§ Task:
Rewrite the records from the line containing "Please identify the wooden post" through the end of the records, changing "pin" to "mark" and leaving everything else as it is.

-- Start of Data records --

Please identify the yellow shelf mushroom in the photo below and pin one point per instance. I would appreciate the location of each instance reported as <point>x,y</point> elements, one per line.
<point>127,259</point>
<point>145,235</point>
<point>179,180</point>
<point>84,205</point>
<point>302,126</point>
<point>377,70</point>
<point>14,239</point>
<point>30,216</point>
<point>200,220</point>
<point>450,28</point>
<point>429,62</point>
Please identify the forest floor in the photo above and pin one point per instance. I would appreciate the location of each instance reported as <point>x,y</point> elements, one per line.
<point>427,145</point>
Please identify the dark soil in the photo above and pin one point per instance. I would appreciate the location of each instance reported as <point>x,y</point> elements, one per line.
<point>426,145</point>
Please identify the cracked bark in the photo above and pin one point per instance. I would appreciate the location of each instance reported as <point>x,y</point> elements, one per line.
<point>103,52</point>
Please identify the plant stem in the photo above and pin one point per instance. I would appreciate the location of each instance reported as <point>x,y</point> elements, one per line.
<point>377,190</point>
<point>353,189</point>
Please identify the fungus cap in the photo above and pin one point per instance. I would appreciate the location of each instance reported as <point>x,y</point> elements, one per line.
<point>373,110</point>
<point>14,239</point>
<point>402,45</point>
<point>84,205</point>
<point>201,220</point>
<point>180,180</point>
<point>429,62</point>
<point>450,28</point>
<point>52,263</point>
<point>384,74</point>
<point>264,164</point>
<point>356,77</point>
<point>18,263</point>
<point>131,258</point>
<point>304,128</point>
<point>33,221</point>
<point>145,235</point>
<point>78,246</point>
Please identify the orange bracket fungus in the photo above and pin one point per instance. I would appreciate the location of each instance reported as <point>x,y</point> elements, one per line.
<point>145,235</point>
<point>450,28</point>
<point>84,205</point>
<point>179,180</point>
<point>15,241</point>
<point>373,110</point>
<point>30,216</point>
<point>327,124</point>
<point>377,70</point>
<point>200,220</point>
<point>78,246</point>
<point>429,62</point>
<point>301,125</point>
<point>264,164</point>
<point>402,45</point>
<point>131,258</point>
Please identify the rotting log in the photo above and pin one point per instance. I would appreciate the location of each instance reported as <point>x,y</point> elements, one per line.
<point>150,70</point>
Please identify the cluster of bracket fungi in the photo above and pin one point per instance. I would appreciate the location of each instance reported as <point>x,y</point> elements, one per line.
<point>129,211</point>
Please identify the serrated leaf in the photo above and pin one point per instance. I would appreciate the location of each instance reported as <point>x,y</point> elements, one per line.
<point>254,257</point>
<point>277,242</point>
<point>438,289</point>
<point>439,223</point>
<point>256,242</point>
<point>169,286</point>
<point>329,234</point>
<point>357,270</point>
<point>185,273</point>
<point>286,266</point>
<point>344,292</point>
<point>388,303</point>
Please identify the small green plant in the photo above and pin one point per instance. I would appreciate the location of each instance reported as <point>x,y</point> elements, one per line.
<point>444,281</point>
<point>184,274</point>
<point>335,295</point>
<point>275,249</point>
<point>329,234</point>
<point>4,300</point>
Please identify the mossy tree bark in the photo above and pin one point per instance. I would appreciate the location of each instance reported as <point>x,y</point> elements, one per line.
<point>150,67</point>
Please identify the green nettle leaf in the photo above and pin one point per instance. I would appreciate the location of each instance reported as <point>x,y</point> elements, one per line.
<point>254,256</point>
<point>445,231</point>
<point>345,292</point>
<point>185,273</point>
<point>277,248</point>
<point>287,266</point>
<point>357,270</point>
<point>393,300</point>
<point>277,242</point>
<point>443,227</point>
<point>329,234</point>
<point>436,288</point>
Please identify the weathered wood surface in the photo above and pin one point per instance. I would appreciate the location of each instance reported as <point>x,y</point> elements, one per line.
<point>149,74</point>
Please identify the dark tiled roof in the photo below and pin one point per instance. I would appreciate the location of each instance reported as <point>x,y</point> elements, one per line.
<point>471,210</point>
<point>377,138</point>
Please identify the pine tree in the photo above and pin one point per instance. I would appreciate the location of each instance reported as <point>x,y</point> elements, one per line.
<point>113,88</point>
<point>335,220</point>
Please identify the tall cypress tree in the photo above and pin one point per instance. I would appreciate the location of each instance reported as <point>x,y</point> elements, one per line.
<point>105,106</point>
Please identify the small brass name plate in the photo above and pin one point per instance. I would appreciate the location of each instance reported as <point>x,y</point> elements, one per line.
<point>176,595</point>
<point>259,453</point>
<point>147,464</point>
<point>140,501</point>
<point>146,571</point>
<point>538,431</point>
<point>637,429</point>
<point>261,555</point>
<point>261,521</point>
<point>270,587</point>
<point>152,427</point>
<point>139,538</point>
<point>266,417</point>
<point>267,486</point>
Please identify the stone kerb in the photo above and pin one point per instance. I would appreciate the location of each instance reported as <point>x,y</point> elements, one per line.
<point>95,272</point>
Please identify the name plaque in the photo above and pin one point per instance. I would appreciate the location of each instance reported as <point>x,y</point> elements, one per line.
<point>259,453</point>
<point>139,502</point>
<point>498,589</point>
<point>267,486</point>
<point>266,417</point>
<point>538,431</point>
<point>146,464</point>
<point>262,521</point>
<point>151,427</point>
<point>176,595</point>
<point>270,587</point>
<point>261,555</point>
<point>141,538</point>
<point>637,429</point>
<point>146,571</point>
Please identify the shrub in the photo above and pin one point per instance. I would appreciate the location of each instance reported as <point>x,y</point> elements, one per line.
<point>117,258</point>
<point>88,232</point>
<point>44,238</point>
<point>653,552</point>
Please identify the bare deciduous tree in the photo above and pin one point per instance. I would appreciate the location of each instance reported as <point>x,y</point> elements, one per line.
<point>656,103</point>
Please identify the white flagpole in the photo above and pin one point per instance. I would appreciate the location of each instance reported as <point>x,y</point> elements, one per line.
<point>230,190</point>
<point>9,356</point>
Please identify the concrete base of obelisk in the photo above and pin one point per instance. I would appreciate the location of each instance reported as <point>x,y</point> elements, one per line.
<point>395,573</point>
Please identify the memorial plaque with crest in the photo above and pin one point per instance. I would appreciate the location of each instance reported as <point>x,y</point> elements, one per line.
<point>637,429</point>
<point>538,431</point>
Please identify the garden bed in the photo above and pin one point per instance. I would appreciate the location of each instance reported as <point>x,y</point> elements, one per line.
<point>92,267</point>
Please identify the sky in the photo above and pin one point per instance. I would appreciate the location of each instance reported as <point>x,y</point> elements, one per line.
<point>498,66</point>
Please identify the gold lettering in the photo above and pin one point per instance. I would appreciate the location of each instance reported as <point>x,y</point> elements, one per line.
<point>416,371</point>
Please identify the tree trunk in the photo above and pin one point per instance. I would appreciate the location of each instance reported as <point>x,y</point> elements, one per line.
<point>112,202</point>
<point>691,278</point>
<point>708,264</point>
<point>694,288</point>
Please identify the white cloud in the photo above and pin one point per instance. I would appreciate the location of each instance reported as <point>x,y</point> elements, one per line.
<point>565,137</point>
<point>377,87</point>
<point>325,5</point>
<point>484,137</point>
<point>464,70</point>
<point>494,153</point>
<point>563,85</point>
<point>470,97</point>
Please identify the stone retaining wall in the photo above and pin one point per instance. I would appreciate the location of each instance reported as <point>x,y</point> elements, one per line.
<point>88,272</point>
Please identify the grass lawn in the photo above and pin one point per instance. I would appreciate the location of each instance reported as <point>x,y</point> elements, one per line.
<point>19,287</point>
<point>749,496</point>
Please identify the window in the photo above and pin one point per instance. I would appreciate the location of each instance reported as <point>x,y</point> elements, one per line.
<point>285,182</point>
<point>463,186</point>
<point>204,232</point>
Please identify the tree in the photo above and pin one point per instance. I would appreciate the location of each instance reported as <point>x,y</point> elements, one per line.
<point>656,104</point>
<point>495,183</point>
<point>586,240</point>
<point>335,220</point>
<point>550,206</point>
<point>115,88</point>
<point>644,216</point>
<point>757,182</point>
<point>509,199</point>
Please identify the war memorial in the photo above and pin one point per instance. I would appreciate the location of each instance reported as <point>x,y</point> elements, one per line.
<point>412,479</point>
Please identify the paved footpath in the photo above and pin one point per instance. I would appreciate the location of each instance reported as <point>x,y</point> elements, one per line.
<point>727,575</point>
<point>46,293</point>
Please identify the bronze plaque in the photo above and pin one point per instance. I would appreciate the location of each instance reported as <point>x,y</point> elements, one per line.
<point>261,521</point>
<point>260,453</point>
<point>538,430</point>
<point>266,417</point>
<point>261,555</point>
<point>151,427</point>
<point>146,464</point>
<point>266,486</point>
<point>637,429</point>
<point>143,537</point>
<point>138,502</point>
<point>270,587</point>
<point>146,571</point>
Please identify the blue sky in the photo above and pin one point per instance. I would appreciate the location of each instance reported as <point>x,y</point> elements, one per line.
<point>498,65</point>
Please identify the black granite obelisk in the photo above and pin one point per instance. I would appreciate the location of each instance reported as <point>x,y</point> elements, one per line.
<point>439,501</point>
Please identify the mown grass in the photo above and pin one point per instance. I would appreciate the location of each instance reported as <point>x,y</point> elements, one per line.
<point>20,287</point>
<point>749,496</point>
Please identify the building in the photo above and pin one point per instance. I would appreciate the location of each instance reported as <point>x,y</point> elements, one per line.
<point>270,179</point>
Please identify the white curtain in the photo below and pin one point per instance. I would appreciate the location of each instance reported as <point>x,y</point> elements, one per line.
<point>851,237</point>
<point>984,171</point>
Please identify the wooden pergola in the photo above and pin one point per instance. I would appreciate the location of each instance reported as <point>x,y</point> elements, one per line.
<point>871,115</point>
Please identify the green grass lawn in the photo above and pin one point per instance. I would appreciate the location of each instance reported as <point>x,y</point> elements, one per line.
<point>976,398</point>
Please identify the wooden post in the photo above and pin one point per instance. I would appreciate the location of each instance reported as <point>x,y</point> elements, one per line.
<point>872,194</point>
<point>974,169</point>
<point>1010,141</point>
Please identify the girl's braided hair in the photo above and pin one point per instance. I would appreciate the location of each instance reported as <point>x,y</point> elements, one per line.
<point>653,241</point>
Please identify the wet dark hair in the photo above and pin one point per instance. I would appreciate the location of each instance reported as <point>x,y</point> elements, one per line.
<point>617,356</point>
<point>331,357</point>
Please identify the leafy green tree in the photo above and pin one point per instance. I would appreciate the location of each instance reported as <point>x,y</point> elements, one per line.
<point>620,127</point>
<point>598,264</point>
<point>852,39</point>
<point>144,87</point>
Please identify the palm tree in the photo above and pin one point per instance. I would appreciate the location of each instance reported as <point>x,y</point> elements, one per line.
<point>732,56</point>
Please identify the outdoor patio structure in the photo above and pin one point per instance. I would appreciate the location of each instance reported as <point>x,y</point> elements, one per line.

-- End of Data records --

§ Answer in full:
Please identify the wooden post in the photo above and mark one point per instance. I would appreciate the location of each instance reported as <point>x,y</point> elements, one per line.
<point>872,194</point>
<point>974,169</point>
<point>1010,141</point>
Please identify the girl's braided hair in the photo above and mark one point per instance. I would appreciate the location of each instance reported as <point>x,y</point> elements, one per line.
<point>653,241</point>
Please identify the wet dark hair in the photo above and mark one point per instance. I would appreciate the location of each instance reported as <point>x,y</point> elements, one per line.
<point>617,356</point>
<point>331,357</point>
Please identify the leafy green tree in the photo above and mark one point per instance. I would appreciate the location of each instance reported as <point>x,y</point> elements, one per line.
<point>620,127</point>
<point>598,264</point>
<point>852,39</point>
<point>144,87</point>
Please identify the palm tree in the photo above and mark one point per instance. I would appreciate the location of each instance reported as <point>x,y</point> elements, one per line.
<point>732,56</point>
Please identify the outdoor patio structure in the photo above and mark one point per instance. I would appreciate the location of each instance reported as <point>x,y</point> elements, one per line.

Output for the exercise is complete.